The group come head-to-head "The Ghost", who is dressed in the likeness of Amabishi's mascot, Mimimi. It is revealed that The Ghost is a female, that she is a double psychic with electrokinesis and teleportation abilities, which she utilised in the execution of her plans. The Ghost tells the group that she orchestrated the entire "game" for Hitomi's sake, as a "tutorial". She also tells Hitomi that she wasn't lying about knowing her sister. The group find a way to open a route to the ship's deck and make a desperate dash towards freedom. Hitomi strains herself to the limit on her telekinesis to keep the Ghost from shutting the final doors, allowing them all to get through. On the deck of the still sinking ship, the group take the moment to reflect on their experiences. Merja says that the experience has given her her first true friends, and Misaki declares her plan to confess to her crimes and atone for them. Finally, a rescue helicopter approaches in the distance, and everyone waves it down.

Hitomi and Chisono return to their regular life at school. However, the "miraculous escape" from the cruise ship becomes worldwide news. Consequently, Hitomi's status as a double psychic is now public and she has become a household name. The Ghost's motivations, her connection to Hitomi, and her true identity, also remain a mystery. Hitomi decides to join the psychic research organization ZENA so that she can help people with her powers, despite it possibly being what the Ghost wants her to do. Hearing Hitomi's plan, Chisono reluctantly joins too, to keep her safe.

### Tasks and exercises
1: Using the plot summary, answer these:
(a) Which two abilities does The Ghost have as a double psychic?
(b) What does Misaki declare on the deck of the sinking ship?
(c) Which organization does Hitomi decide to join?
2: Copy the stretch of the plot summary between "Hitomi and Chisono" and "keep her safe.", inclusive.
Work only from the plot summary.

### Data section
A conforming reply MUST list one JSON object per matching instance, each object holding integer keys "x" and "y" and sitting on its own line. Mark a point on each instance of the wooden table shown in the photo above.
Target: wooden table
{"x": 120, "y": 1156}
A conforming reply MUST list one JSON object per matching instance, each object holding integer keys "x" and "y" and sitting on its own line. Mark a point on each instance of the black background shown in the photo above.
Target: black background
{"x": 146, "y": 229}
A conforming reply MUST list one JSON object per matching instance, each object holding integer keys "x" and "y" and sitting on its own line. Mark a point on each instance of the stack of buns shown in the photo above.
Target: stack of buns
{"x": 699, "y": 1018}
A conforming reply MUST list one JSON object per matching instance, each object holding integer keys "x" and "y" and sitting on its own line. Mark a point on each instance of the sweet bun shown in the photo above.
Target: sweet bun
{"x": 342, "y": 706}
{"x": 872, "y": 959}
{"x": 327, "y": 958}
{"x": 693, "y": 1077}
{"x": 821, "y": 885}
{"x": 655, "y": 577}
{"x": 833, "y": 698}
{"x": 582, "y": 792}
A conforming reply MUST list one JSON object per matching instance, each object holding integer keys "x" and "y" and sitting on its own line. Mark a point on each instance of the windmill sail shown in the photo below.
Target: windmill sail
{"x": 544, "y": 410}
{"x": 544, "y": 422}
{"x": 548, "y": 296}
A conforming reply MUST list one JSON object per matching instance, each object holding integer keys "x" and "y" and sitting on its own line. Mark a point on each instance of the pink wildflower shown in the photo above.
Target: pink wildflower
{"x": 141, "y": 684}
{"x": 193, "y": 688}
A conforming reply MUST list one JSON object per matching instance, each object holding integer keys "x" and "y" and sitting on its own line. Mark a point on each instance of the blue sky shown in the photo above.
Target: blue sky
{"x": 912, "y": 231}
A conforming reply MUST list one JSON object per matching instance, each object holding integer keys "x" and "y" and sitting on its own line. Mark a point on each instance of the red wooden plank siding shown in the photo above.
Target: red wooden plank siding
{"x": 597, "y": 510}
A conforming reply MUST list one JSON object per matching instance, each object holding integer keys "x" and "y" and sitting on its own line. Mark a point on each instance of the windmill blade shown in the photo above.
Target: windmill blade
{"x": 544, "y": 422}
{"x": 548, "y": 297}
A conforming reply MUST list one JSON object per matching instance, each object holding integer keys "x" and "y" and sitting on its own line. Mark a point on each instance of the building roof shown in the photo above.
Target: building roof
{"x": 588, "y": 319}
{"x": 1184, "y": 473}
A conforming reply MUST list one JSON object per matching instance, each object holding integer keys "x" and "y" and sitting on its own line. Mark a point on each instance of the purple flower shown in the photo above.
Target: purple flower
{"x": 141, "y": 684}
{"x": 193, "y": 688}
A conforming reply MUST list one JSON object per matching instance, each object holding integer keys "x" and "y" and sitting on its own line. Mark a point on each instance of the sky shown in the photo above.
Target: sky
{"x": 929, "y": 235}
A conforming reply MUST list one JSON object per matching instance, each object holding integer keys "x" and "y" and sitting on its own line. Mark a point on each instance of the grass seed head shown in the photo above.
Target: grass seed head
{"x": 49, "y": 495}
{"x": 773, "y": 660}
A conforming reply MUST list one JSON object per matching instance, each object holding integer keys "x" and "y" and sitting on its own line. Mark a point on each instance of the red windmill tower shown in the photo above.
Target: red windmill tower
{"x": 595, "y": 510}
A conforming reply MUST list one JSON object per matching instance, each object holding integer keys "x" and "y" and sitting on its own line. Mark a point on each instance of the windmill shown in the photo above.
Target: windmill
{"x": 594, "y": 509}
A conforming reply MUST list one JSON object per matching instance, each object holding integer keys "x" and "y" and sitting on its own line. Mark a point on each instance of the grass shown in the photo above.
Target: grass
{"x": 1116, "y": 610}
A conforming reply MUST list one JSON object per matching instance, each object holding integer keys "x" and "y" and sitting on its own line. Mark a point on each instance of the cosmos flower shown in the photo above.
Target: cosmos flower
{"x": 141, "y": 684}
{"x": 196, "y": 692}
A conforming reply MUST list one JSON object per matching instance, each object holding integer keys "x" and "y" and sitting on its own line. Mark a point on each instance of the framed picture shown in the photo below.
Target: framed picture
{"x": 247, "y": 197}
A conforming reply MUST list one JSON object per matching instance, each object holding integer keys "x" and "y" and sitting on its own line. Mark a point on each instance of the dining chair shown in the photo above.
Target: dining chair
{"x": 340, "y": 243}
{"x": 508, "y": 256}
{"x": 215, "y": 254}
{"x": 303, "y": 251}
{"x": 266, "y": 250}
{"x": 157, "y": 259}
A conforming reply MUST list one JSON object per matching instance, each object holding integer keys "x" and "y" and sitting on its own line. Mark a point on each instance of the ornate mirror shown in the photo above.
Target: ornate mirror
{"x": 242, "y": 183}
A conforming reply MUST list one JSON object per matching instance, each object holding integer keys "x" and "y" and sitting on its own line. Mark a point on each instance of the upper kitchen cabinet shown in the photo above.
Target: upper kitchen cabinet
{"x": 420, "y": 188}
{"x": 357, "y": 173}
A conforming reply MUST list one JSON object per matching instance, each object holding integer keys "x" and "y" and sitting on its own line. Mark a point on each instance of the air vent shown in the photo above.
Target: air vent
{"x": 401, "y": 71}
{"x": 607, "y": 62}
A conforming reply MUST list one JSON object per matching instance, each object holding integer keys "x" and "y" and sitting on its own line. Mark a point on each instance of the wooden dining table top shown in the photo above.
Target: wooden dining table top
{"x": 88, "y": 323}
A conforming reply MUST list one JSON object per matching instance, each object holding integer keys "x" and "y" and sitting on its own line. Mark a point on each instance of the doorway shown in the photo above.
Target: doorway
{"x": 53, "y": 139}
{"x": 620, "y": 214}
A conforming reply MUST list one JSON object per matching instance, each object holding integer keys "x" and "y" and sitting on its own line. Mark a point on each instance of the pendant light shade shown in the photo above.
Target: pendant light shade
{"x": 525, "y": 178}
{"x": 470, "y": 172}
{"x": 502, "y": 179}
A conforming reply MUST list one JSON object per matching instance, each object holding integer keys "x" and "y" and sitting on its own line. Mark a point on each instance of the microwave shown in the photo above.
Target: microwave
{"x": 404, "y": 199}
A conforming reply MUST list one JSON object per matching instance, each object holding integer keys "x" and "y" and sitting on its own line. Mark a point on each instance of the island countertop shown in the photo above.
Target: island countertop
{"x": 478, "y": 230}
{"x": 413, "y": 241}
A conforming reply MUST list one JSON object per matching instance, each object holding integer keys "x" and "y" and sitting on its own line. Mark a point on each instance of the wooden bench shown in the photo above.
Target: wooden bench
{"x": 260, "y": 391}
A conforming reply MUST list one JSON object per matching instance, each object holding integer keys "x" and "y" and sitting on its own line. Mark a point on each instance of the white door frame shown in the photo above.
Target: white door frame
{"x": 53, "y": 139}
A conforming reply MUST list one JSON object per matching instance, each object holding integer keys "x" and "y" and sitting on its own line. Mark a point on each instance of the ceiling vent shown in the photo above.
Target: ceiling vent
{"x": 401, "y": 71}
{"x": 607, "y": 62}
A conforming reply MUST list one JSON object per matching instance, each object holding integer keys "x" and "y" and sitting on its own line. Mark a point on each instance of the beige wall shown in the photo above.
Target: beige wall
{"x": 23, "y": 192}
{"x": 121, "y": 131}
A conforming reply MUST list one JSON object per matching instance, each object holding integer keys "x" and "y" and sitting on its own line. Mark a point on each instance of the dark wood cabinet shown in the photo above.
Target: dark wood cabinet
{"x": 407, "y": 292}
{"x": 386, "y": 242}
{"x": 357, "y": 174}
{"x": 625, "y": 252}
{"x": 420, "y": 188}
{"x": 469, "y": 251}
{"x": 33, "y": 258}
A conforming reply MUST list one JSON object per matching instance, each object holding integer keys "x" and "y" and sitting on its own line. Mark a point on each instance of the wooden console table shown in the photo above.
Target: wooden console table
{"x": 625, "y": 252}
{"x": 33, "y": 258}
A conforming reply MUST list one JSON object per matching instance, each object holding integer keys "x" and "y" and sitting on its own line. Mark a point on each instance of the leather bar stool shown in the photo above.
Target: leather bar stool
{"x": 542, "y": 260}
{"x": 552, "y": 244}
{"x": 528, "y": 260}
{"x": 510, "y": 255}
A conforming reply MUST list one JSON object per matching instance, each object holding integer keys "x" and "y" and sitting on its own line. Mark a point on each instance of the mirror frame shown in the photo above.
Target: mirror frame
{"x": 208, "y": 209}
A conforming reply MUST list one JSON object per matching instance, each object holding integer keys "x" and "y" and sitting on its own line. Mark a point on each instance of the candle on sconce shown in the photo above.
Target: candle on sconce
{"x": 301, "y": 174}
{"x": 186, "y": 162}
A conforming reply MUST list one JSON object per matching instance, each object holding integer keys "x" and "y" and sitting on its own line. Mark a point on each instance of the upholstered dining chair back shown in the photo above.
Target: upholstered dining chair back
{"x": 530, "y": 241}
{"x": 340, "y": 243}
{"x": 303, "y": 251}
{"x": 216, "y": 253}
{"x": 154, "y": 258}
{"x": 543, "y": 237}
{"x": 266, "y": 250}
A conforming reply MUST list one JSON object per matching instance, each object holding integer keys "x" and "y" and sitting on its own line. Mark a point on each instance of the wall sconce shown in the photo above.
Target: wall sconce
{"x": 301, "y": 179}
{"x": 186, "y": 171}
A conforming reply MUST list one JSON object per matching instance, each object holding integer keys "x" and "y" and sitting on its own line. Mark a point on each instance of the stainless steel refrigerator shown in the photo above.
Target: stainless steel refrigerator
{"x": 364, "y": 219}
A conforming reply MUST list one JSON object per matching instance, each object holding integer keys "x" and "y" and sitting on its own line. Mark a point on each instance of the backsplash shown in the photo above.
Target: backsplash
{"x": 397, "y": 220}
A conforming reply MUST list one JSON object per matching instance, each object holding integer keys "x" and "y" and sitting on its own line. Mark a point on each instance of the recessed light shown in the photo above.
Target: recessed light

### List of solutions
1:
(a) Electrokinesis and teleportation.
(b) Her plan to confess to her crimes and atone for them.
(c) ZENA, the psychic research organization.

2:
Hitomi and Chisono return to their regular life at school. However, the "miraculous escape" from the cruise ship becomes worldwide news. Consequently, Hitomi's status as a double psychic is now public and she has become a household name. The Ghost's motivations, her connection to Hitomi, and her true identity, also remain a mystery. Hitomi decides to join the psychic research organization ZENA so that she can help people with her powers, despite it possibly being what the Ghost wants her to do. Hearing Hitomi's plan, Chisono reluctantly joins too, to keep her safe.